STATED GOAL: Rewrite the entries below, changing "keypoint" to "marker" wherever it appears and leaving everything else as it is.

INFORMATION GIVEN:
^^^^^^^^^^^^^^^^
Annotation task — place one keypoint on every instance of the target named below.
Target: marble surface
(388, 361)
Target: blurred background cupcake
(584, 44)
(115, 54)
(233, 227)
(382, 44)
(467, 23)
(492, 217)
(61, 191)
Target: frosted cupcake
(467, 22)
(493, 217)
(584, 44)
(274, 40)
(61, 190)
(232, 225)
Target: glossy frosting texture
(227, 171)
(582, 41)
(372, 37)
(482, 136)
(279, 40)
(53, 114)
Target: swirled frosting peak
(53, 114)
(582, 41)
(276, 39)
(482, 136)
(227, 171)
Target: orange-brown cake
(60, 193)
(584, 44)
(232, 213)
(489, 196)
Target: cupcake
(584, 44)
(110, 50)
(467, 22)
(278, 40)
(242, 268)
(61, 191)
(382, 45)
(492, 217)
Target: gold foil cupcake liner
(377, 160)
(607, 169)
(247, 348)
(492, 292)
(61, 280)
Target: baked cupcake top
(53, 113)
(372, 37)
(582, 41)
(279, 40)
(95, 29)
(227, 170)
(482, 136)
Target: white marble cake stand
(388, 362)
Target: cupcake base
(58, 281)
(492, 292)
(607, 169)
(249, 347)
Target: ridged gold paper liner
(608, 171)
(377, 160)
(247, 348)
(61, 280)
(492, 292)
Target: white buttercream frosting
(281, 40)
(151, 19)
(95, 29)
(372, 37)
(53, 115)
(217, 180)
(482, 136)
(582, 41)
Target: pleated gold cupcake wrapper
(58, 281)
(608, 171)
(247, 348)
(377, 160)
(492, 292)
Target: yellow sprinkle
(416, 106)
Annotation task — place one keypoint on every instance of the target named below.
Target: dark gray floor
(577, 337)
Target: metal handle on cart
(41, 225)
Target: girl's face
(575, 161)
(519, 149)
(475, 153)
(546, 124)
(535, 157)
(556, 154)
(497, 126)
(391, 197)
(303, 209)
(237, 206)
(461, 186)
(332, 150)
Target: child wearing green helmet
^^^^^^^^^^^^^^^^
PROBLEM SOLUTION:
Annotation task — place one marker on every instance of the target named below.
Target: marble surface
(388, 361)
Target: blurred background cupcake
(584, 44)
(115, 54)
(233, 227)
(382, 44)
(467, 23)
(492, 217)
(61, 191)
Target: frosted cupcake
(467, 22)
(493, 217)
(584, 44)
(274, 40)
(61, 190)
(232, 225)
Target: glossy frosting texture
(227, 171)
(582, 41)
(372, 37)
(482, 136)
(279, 40)
(53, 114)
Target: swirled frosting peak
(53, 114)
(582, 41)
(276, 39)
(482, 136)
(227, 171)
Target: orange-brown cake
(60, 193)
(584, 44)
(232, 213)
(489, 196)
Target: cupcake
(584, 44)
(110, 50)
(467, 22)
(278, 40)
(242, 268)
(61, 191)
(382, 45)
(492, 217)
Target: gold foil cupcake liner
(377, 160)
(607, 169)
(247, 348)
(492, 292)
(61, 280)
Target: baked cupcake top
(53, 113)
(372, 37)
(582, 41)
(279, 40)
(95, 29)
(227, 170)
(482, 136)
Target: white marble cake stand
(388, 362)
Target: cupcake base
(58, 281)
(492, 292)
(607, 169)
(249, 347)
Target: ridged gold paper liner
(608, 171)
(377, 160)
(247, 348)
(61, 280)
(492, 292)
Target: white buttercream frosting
(281, 40)
(151, 19)
(95, 29)
(372, 37)
(53, 115)
(217, 180)
(482, 136)
(582, 41)
Target: pleated gold cupcake wrapper
(58, 281)
(608, 171)
(247, 348)
(377, 160)
(492, 292)
Target: yellow sprinkle
(416, 106)
Annotation task — place one marker on every instance of the target named below.
Target: dark gray floor
(577, 337)
Target: metal handle on cart
(41, 225)
Target: girl's face
(575, 161)
(519, 149)
(475, 153)
(546, 124)
(535, 157)
(556, 154)
(497, 126)
(391, 197)
(303, 209)
(237, 206)
(461, 186)
(332, 150)
Target: child wearing green helmet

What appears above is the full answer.